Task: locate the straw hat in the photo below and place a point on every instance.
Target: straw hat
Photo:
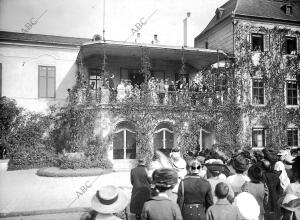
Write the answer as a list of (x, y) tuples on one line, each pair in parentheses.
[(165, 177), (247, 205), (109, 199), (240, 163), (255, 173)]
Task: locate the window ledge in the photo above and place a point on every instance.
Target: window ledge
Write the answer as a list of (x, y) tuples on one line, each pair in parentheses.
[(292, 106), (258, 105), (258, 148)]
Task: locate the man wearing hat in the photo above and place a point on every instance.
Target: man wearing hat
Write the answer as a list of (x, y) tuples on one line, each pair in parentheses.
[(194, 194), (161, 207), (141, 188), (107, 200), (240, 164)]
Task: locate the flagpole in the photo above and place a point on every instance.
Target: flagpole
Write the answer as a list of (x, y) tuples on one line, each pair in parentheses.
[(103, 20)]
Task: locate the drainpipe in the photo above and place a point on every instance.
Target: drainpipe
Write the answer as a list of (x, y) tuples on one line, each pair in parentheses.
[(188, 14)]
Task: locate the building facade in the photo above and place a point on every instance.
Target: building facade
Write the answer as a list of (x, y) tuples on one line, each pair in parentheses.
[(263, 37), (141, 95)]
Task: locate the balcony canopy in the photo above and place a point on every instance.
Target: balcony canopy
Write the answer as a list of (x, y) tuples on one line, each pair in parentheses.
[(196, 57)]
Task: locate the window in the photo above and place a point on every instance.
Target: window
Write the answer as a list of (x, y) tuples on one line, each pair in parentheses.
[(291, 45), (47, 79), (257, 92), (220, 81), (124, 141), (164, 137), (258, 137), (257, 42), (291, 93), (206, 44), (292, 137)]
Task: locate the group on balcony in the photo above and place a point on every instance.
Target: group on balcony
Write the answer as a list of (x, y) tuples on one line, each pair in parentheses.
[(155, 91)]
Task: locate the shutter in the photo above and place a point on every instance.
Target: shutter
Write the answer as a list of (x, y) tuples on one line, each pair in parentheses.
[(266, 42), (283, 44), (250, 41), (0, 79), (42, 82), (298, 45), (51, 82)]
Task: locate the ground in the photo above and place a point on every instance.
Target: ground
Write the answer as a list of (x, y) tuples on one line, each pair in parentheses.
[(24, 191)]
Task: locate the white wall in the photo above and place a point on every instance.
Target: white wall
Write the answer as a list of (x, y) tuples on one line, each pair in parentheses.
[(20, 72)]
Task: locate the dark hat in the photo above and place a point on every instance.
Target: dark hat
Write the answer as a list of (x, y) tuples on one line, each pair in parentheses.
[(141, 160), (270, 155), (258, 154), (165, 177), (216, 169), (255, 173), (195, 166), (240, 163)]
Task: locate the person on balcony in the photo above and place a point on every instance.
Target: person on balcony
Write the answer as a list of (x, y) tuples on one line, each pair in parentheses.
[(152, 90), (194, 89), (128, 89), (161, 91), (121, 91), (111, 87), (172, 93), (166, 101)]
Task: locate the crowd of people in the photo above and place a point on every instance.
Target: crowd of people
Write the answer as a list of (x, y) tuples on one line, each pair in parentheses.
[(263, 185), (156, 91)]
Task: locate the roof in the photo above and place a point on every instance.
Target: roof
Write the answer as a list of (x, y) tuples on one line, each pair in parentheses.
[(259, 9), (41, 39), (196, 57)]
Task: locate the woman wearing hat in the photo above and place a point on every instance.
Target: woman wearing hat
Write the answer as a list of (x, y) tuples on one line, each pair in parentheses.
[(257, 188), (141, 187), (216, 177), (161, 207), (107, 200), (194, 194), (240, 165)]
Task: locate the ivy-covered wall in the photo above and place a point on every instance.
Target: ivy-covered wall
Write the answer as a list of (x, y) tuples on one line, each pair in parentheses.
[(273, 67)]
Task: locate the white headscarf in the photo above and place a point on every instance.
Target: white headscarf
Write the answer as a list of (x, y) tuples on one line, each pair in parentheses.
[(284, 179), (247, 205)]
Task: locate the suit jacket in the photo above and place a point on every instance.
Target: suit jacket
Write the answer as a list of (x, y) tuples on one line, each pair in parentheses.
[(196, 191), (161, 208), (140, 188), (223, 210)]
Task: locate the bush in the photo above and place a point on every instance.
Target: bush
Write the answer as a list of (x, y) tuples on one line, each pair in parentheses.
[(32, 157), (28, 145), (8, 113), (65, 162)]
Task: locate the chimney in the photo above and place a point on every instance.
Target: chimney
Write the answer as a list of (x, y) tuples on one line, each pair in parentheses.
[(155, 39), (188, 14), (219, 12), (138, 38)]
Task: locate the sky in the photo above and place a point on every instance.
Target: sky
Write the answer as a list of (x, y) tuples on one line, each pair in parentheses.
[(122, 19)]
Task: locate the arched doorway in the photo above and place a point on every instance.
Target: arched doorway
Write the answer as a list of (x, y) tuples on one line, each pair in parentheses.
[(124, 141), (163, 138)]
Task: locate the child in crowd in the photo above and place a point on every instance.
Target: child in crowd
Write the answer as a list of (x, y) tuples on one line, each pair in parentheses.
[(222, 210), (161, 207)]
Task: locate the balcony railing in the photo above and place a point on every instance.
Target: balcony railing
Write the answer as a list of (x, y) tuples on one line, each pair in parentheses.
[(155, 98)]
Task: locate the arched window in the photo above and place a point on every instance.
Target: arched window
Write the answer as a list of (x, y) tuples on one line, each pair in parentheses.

****************************************

▸ **Activity**
An exact reproduction of the material is needed, without its images.

▸ **Solution**
Task: locate the straw hat in the photo below and place a point on every instance.
Target: straw hat
Photo:
Write the answer as a list of (x, y) tuples on one line, each pair in parentheses.
[(165, 177), (247, 205), (109, 199), (240, 163), (255, 173)]
Task: locate the window ledge in the photo above and place a point on every instance.
Target: window ledge
Write the answer as a list of (x, y) tuples on one line, each pair in parentheses.
[(292, 106), (258, 105), (258, 148)]
Task: locate the man wearing hat in the photo above and place a point on every instance.
Target: man wearing hat
Write the answer as a list of (x, y) tuples on one line, each pair in parentheses.
[(194, 194), (161, 207), (141, 188), (107, 200), (240, 164)]
Task: locate the flagpole in the photo above and place a point on every instance.
Target: flagpole
Write the answer as a list of (x, y) tuples on one line, each pair in parentheses.
[(103, 20)]
Task: locate the drainpipe in the photo above and place a point on every instance.
Target: drainpipe
Write the answer as a list of (x, y) tuples on one line, each pair in parentheses.
[(188, 14)]
Task: locate the building facade in the photo above and place a point on every instance.
Target: building facade
Write the answer as a list of (x, y) tuples on one line, each pair in parentheses.
[(263, 37), (141, 95)]
Task: locate the balcony canopy in the photo above and place a point on every instance.
Target: balcony canopy
Write the answer as a list of (x, y) tuples on one line, each pair in parentheses.
[(196, 57)]
Task: locate the window in the photo above and place a point on every instance.
Target: window
Write the answer as a list of (x, y) tuples on one line, each pair in parentheses.
[(291, 45), (47, 79), (257, 92), (220, 81), (124, 141), (164, 137), (258, 137), (257, 42), (291, 93), (206, 44), (292, 137)]
Task: locate the group on balcony in the photo above and place a point on every instance.
Target: group on balcony
Write the answer as a list of (x, y) tuples on one line, each pair in parentheses.
[(155, 91)]
Task: locate the shutter in the photo above and place a point on every instance.
Target: shutter
Write the answer as a list of (x, y) tuples on one line, each pair in parentheses.
[(266, 42), (283, 44), (250, 41), (0, 79), (42, 82), (298, 45), (51, 82)]
Task: locate the ground in the photo above and place a point on every instance.
Target: ground
Write the answer as a list of (x, y) tuples on one line, each pair in parentheses.
[(24, 191)]
Task: locate the white wall in the photo above and place a point on every instance.
Target: white wall
Write the answer as a list of (x, y) tuples on one line, each pair in parentheses.
[(20, 72)]
Task: locate the dark hat in the photo above and place a point on every instance.
Target: dark hat
Write the answer as a list of (x, y) tuples on one line, each pair in parentheses.
[(141, 160), (270, 155), (258, 154), (165, 177), (216, 169), (255, 173), (195, 166), (240, 163)]
Task: locate the person on balcony in the photo above and place a point on every instance.
Target: person on balcony
Write the answer as a list of (x, y) tuples on one line, each pair in parentheses.
[(152, 90), (194, 89), (128, 89), (161, 91), (121, 91), (111, 87), (172, 93), (166, 101)]
Task: locate the crowd of people in the photo above and place a point on every instance.
Target: crowd of people
Write the answer as a list of (x, y) tuples on one line, each pair in parentheses.
[(263, 185), (156, 91)]
Task: locate the roof in the photo above and place a point on every instance.
Target: roof
Write the answer as a list of (x, y) tuples on one line, each pair in parentheses.
[(259, 9), (41, 39), (196, 57)]
Task: locate the woman wearing hat in the photo above and place a point on every instance.
Target: woman wearing hat
Write the answer as a list of (x, y) tuples on one line, each pair in parentheses.
[(257, 188), (141, 187), (216, 177), (161, 207), (107, 200), (194, 194), (240, 165)]
Task: locate the ivy-covered wall in the photo above and place a point on every instance.
Target: ivy-covered wall
Write the answer as a list of (x, y) tuples on one line, each pair in parentheses.
[(273, 67)]
Task: locate the white headscarf in the photo above and place a point on every instance.
Target: white headscarf
Write the answer as a list of (x, y) tuples on one line, each pair in parentheses.
[(284, 179), (247, 205)]
Task: locate the suit jacket in the photo above and place a point on every instance.
Target: suit jacket
Write the answer as a list of (x, y) tuples on one line, each pair in parentheses.
[(196, 191), (161, 208), (140, 188), (223, 210)]
Task: locate the bush in the photo above and place a point on every instance.
Target: bush
Write the answer as a list of (x, y) tuples on one line, each pair in parentheses.
[(32, 157), (28, 145), (8, 113), (65, 162)]
Task: locate the chimney in the photo above and place a point on every instance.
Target: chimney
Write the answer as a list of (x, y) tuples on one line, each pair in parentheses.
[(155, 39), (188, 14), (219, 12), (138, 38)]
Task: locate the sky in the photo above and place a point on every instance.
Target: sky
Write the answer as a list of (x, y) tuples on one line, each pair in parentheses.
[(122, 19)]
Task: locate the arched doorway in the photo above and place a point on every instance.
Target: arched doorway
Write the answer as a list of (x, y) tuples on one line, each pair in parentheses.
[(124, 141), (163, 138)]
Task: locate the child in crowd in the photo above and place a point on every instance.
Target: child in crowd
Write the answer as a list of (x, y) tuples on one line, each pair in parentheses.
[(222, 210), (161, 207)]
Task: locate the balcony railing in the photo above and place a point on every instance.
Target: balcony railing
Write the answer as a list of (x, y) tuples on one line, each pair in parentheses.
[(155, 98)]
Task: locate the arched window in the photo above and place a point on every instance.
Target: arched window
Write the answer as a list of (x, y) tuples on one line, each pair in parentheses.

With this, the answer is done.